Task material
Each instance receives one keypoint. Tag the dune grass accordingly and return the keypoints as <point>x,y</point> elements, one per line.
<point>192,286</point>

--

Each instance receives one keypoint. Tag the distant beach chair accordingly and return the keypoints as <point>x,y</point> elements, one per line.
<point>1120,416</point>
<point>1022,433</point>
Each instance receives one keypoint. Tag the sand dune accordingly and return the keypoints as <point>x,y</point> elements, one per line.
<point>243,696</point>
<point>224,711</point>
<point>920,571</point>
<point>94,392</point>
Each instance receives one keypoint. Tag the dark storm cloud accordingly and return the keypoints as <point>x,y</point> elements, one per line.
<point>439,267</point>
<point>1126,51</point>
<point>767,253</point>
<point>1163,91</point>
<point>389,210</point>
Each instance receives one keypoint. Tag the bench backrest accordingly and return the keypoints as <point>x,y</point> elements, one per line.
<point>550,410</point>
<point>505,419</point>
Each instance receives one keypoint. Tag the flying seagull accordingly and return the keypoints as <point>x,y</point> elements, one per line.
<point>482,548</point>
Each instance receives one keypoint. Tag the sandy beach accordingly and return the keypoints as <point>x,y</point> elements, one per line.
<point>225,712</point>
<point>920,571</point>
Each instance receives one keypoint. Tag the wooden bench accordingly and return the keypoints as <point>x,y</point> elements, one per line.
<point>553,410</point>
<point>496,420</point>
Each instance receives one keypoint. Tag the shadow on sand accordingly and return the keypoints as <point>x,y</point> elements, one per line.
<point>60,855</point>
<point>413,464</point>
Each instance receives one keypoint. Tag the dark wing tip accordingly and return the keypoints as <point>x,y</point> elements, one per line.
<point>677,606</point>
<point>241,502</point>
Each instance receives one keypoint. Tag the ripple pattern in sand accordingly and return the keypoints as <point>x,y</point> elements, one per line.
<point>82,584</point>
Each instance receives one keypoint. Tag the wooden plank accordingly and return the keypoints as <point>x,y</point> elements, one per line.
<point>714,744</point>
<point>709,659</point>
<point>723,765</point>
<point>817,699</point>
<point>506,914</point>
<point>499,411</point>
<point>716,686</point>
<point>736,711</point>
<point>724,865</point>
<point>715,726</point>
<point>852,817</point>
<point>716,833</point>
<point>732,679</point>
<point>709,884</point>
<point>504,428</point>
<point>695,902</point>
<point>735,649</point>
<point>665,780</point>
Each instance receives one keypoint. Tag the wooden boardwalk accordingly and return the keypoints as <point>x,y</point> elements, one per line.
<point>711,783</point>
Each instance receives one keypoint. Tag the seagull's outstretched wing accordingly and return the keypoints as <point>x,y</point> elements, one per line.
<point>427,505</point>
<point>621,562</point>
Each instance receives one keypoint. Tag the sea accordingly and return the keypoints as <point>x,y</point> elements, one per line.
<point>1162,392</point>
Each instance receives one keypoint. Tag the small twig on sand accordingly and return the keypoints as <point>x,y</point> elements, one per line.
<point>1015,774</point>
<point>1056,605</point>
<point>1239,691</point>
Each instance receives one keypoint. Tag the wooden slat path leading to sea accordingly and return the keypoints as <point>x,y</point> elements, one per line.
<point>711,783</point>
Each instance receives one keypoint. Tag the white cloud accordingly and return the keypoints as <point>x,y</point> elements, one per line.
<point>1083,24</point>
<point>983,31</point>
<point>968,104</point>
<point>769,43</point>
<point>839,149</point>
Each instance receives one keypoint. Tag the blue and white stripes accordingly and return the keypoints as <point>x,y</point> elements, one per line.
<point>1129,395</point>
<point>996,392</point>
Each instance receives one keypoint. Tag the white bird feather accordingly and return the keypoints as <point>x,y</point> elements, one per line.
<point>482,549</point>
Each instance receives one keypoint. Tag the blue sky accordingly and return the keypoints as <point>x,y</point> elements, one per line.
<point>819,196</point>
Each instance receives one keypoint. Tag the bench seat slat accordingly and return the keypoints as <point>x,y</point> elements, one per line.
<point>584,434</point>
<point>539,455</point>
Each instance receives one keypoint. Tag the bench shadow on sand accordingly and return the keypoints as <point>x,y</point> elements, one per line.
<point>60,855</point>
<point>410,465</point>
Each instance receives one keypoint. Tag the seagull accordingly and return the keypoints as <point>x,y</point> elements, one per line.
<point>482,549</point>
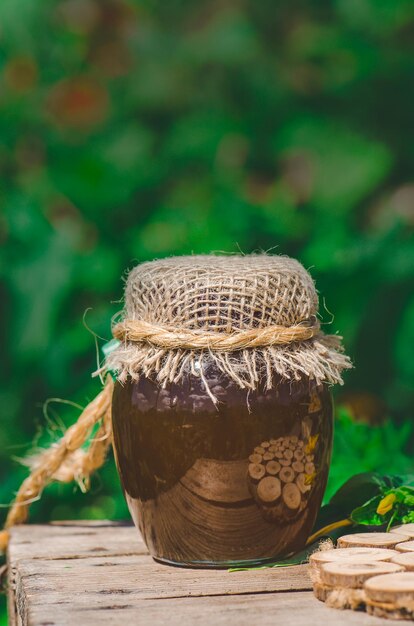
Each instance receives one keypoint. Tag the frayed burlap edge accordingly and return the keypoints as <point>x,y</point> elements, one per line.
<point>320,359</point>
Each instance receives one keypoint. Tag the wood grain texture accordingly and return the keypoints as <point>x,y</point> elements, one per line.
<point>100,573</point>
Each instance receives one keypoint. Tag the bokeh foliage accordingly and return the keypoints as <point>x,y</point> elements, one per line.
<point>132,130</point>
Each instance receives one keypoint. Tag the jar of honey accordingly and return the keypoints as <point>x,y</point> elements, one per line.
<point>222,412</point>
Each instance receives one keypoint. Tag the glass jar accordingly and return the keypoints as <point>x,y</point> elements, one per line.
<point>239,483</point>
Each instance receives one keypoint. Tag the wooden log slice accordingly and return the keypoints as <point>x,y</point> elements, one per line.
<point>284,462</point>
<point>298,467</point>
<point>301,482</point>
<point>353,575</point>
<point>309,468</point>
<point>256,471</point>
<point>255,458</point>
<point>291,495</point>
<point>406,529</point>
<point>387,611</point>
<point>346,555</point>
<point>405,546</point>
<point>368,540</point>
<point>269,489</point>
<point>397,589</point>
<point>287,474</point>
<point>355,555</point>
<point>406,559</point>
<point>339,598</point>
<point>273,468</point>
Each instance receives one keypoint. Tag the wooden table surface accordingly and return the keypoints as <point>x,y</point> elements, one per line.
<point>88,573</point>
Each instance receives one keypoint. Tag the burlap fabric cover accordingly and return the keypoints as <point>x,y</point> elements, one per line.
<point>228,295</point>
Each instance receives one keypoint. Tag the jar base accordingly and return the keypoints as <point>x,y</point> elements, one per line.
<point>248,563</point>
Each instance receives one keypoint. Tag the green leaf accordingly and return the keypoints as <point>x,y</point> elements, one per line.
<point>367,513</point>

Directions
Write out the items verbatim, from the line containing "Each instance receives one keypoint. Tag the wood grain" through the line containing "<point>222,412</point>", with both of those lines included.

Final result
Each instance receives one keypoint. Tag the wood grain texture accordingly and return the keypoints as <point>x,y</point> elements, one per line.
<point>100,573</point>
Each instance receives one keypoint. Tag the bokeh foliage accordingly and return the keypoints as <point>x,y</point> elements, one per line.
<point>132,130</point>
Each instance receives one keypoint. Tag the jar of honey accordingly and return the keypoints as <point>x,y</point> elements, one per line.
<point>222,412</point>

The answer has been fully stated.